Could you copy the lines below word for word, leaving the pictures out?
_ _ _ _ _ _ _
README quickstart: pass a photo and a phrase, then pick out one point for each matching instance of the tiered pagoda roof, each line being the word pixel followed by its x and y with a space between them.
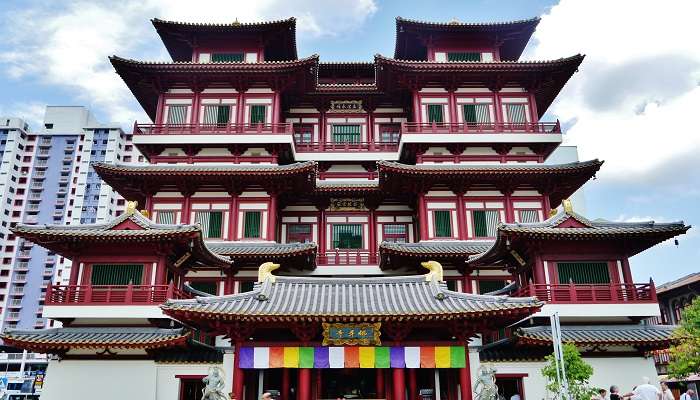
pixel 59 340
pixel 633 237
pixel 411 36
pixel 181 38
pixel 398 298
_ _ _ _ _ _ _
# [Response to this task]
README quickstart: pass a photo and a phrase, then pick out one point for each matching instance of the tiered pagoda roof, each line being the word pixel followed by its x and y with a space between them.
pixel 59 340
pixel 633 237
pixel 411 36
pixel 181 38
pixel 398 298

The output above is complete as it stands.